Work order 1: Translate this sentence from the Float excerpt into Spanish: "Liberated from the restraints of childhood and not yet claimed or confined by the responsibilities of adulthood, life in your 20s can be, as Kirby Thompson and Orla Graham’s Float at Belfast’s The Mac suggests, both the best and the worst of times, to paraphrase one of their illustrious predecessors."
Work order 2: Repeat the Float excerpt word for word, from "Liberated from the" to "their illustrious predecessors.".
(Extract provided)
Float

Kirby Thompson and Orla Graham
Crybaby Productions in association with Patchwork Productions
The Mac, Belfast

The cast of Float Credit: Rachel Foran
Ellen Andrews as Erin Credit: Rachel Foran
Orla Graham as Caitlyn Credit: Rachel Foran
Leah Williamson (seated) as Grace Credit: Rachel Foran
The cast of Float Credit: Rachel Foran

Liberated from the restraints of childhood and not yet claimed or confined by the responsibilities of adulthood, life in your 20s can be, as Kirby Thompson and Orla Graham’s Float at Belfast’s The Mac suggests, both the best and the worst of times, to paraphrase one of their illustrious predecessors.
(End Extract provided)
(Records shown)
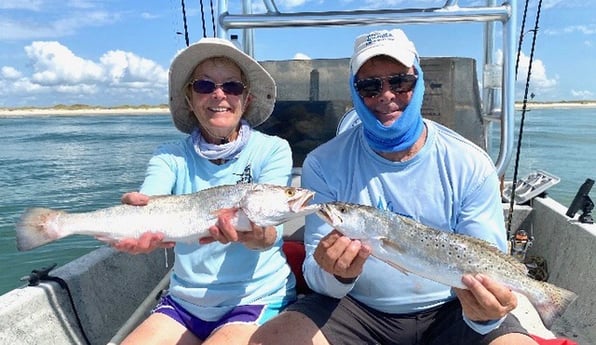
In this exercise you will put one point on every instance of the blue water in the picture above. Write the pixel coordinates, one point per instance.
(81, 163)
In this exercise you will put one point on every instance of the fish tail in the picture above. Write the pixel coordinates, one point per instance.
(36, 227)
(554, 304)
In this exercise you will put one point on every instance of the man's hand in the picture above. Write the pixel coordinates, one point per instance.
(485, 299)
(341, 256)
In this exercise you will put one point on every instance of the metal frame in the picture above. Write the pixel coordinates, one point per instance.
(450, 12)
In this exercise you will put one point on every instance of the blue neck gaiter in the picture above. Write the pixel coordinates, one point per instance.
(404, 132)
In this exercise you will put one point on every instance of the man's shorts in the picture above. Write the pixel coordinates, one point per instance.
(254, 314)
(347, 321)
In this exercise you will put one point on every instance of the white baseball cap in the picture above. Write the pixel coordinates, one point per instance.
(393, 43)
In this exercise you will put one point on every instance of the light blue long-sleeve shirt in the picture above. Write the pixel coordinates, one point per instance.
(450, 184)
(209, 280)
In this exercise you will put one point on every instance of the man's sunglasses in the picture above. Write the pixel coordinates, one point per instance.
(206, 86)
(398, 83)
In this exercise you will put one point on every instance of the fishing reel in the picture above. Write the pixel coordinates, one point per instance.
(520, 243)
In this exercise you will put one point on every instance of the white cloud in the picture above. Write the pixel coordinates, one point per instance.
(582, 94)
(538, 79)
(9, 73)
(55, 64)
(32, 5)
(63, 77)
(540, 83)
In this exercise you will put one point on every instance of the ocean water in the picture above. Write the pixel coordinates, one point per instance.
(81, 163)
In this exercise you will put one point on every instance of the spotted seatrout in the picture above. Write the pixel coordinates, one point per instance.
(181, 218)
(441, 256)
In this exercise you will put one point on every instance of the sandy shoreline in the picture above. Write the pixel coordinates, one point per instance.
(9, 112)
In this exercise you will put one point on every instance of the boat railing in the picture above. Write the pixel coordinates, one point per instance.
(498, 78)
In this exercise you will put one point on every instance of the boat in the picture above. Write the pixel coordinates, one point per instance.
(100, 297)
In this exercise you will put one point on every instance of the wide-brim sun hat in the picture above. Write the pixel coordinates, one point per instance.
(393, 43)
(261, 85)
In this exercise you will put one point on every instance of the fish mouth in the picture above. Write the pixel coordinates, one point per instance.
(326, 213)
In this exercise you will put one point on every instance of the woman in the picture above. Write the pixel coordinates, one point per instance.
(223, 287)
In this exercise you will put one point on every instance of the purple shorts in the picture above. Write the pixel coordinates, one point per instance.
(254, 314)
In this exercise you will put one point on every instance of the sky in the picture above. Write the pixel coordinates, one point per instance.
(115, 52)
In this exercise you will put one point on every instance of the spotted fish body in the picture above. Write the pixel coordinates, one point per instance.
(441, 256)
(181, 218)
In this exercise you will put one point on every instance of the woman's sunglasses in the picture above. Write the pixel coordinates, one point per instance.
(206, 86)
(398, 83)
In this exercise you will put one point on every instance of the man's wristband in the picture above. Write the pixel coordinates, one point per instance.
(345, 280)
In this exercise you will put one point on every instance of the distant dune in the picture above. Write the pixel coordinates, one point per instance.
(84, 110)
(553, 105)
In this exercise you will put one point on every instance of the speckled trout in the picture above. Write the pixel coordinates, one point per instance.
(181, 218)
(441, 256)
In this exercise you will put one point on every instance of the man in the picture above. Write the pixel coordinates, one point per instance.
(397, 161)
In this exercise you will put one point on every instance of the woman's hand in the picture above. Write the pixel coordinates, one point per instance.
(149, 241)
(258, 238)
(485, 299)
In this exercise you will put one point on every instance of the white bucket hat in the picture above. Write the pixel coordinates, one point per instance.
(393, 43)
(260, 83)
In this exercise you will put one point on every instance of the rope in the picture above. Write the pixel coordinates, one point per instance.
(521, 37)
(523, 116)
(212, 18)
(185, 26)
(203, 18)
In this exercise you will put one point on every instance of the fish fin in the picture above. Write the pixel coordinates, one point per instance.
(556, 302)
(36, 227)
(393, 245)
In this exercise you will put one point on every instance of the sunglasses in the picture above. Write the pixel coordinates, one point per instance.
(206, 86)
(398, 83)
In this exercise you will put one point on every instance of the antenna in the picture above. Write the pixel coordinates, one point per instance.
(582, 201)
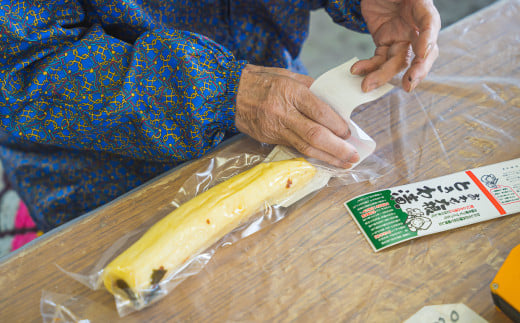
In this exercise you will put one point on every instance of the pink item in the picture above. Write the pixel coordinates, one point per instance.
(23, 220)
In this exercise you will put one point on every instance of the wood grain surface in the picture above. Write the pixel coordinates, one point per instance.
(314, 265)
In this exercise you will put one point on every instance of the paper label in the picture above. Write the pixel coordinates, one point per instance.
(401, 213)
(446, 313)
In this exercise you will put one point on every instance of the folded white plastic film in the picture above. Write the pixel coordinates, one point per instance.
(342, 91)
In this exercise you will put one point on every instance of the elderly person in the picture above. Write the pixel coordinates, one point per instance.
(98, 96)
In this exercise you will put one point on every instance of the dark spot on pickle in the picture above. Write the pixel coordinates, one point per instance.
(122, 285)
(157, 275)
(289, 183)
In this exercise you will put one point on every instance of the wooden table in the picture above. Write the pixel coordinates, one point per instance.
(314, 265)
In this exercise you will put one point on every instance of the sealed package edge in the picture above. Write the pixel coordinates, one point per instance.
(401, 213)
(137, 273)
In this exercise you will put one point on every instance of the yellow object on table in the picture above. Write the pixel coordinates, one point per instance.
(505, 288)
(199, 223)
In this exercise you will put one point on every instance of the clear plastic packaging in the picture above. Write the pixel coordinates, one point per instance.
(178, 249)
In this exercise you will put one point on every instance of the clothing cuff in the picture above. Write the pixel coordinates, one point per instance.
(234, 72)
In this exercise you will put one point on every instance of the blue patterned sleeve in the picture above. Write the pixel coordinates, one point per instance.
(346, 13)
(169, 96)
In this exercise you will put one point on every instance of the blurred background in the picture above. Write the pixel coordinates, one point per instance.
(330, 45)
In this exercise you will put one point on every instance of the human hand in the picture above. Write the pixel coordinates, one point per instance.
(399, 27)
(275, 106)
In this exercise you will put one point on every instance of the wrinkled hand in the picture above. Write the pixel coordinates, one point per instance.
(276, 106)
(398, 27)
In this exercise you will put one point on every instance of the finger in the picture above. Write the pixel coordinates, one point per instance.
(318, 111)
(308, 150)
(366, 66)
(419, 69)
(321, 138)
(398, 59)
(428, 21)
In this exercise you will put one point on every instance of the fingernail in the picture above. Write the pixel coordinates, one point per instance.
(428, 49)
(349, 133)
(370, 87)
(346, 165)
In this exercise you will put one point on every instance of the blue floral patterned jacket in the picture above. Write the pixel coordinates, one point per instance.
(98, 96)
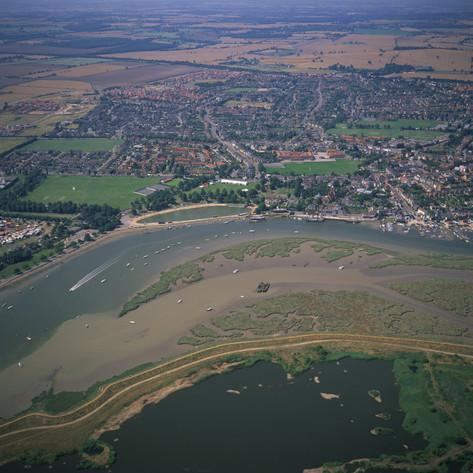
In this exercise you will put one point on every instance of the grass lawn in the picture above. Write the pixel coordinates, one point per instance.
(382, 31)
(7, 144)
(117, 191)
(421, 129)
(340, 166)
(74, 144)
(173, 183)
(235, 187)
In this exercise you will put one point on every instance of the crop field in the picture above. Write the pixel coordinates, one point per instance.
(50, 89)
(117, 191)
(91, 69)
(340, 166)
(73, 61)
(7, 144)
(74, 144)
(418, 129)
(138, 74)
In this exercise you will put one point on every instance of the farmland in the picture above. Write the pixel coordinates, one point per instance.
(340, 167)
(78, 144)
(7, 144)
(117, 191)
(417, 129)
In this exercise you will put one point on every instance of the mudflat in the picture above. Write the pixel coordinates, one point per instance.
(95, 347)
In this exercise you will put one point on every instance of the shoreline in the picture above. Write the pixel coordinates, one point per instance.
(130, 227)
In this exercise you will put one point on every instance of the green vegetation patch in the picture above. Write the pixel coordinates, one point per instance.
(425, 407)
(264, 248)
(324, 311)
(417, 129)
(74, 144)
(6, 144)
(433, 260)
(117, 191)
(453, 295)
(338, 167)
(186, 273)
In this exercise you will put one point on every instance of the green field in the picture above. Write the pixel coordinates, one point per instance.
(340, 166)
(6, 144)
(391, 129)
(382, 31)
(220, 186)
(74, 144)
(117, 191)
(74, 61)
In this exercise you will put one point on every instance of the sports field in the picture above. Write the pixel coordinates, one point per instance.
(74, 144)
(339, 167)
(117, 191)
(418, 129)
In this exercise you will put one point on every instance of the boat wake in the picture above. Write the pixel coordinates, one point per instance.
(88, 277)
(End Records shown)
Answer section 1: Liberada de las ataduras de la infancia y aún no reclamada ni confinada por las responsabilidades de la edad adulta, la vida a los veintitantos puede ser, como sugiere Float, de Kirby Thompson y Orla Graham, en The Mac de Belfast, tanto el mejor como el peor de los tiempos, por parafrasear a uno de sus ilustres predecesores.

Answer section 2:
Liberated from the restraints of childhood and not yet claimed or confined by the responsibilities of adulthood, life in your 20s can be, as Kirby Thompson and Orla Graham’s Float at Belfast’s The Mac suggests, both the best and the worst of times, to paraphrase one of their illustrious predecessors.